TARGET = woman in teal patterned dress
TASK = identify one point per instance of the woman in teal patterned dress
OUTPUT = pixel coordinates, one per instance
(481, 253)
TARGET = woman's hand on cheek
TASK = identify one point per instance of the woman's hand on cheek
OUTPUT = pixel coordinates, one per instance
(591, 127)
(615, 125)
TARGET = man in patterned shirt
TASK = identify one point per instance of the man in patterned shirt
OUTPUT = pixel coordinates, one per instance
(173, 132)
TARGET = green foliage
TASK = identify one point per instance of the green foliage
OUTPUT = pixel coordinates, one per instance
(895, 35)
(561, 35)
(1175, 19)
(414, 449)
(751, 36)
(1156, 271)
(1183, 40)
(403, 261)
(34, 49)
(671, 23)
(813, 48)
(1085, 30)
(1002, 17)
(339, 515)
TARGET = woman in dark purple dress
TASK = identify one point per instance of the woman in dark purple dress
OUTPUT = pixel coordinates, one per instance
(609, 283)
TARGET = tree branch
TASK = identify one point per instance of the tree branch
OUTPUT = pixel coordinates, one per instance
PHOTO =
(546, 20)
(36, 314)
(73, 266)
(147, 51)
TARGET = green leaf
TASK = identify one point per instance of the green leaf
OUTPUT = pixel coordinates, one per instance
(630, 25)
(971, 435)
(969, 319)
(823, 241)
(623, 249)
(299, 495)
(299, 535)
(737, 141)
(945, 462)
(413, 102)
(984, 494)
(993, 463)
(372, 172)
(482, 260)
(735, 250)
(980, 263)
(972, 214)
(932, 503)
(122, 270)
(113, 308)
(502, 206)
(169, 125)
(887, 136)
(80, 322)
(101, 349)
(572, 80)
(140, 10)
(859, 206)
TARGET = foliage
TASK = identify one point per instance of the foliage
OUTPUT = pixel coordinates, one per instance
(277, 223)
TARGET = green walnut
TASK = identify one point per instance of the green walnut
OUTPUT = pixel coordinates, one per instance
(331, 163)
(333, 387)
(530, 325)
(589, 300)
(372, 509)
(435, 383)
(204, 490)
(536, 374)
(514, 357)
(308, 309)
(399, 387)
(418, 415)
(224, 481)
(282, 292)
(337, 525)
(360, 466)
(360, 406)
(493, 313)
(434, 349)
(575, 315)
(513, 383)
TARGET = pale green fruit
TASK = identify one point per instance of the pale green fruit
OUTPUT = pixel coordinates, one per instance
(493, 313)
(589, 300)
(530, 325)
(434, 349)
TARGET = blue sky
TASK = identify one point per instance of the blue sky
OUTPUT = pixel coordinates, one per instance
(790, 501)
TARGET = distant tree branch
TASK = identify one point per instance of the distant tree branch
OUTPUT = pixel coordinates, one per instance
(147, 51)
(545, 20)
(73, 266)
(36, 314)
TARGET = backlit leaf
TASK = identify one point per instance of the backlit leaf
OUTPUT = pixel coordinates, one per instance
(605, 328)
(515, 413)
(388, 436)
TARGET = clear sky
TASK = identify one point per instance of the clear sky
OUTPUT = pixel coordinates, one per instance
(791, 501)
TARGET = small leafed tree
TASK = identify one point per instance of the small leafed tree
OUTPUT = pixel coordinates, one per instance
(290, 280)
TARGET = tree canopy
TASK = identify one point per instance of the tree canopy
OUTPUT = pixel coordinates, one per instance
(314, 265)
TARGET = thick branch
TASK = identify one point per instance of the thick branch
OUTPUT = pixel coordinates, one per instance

___

■ **INSTRUCTION**:
Reproduce every row above verbatim, keeping each line in its original order.

■ **THE OUTPUT**:
TARGET = woman in teal patterned dress
TASK = identify one point per instance of the woman in teal patterned dress
OUTPUT = pixel coordinates, one per instance
(481, 253)
TARGET = woman's hand on cheek
TASK = identify one point per instance of the woman's hand on cheek
OUTPUT = pixel coordinates, one per instance
(591, 127)
(615, 125)
TARGET = man in patterned shirt
TASK = identify one point per instance of the man in patterned shirt
OUTPUT = pixel coordinates, one per instance
(173, 132)
TARGET = green foliage
TASK = identify one point per instance of the green foliage
OUTPUT = pixel coordinates, one per instance
(895, 35)
(561, 35)
(1175, 19)
(414, 449)
(751, 36)
(1156, 271)
(1183, 40)
(403, 261)
(34, 49)
(671, 23)
(813, 48)
(1085, 30)
(1002, 17)
(339, 515)
TARGET = woman in dark purple dress
TASK = identify one point per instance of the woman in dark purple dress
OUTPUT = pixel coordinates, one per instance
(609, 283)
TARGET = tree branch
TASK = identify one point per instance of the tree branch
OUTPUT = pixel coordinates, one per instance
PHOTO =
(546, 20)
(36, 314)
(73, 266)
(147, 51)
TARGET = green leaf
TASK = identify one point per instance of the green leaf
OUTPUT = pixel coordinates, one per instance
(630, 25)
(971, 435)
(969, 319)
(823, 241)
(623, 249)
(299, 495)
(299, 535)
(737, 141)
(945, 462)
(413, 102)
(984, 494)
(993, 463)
(372, 172)
(482, 260)
(735, 250)
(980, 263)
(972, 214)
(932, 503)
(122, 270)
(113, 308)
(502, 206)
(169, 125)
(887, 136)
(80, 322)
(101, 349)
(572, 80)
(140, 10)
(859, 206)
TARGET = foliage
TASK = identify one point per instance of the foliage
OUTPUT = pixel coordinates, one per instance
(277, 223)
TARGET = green walnut
TASK = identify one point per instance of the green walnut
OUTPUT = pixel coordinates, one per instance
(331, 163)
(333, 387)
(530, 325)
(589, 300)
(372, 509)
(435, 383)
(204, 490)
(536, 374)
(514, 357)
(308, 309)
(399, 387)
(418, 415)
(224, 481)
(282, 292)
(337, 525)
(360, 466)
(360, 406)
(493, 313)
(434, 349)
(575, 315)
(513, 383)
TARGET = pale green fruit
TASK = identify one point per instance of the pale green fruit
OUTPUT = pixel coordinates, one per instance
(493, 313)
(589, 300)
(530, 325)
(434, 349)
TARGET = blue sky
TASK = identify one point per instance of the blue sky
OUTPUT = pixel coordinates, one per instance
(790, 501)
TARGET = distant tree branch
TASK = identify one point per instance of the distant tree branch
OUTPUT = pixel coordinates, one per instance
(147, 51)
(545, 20)
(73, 266)
(36, 314)
TARGET = backlit leaf
TASK = identify one point per instance of the backlit leaf
OUTPUT = pixel coordinates, one per instance
(605, 328)
(515, 413)
(388, 436)
TARGET = clear sky
TASK = identify one point per instance of the clear sky
OUTPUT = pixel coordinates, one per instance
(791, 501)
TARGET = small leafed tree
TASK = identify one point per instance of the small leafed tree
OUTPUT = pixel coordinates, one per instance
(290, 280)
TARGET = tree canopy
TASK = identify one point per instance of the tree canopy
OUTPUT = pixel coordinates, one per instance
(314, 265)
TARGET = thick branch
TASK = identify one point per instance of the thick branch
OUTPUT = pixel coordinates, one per instance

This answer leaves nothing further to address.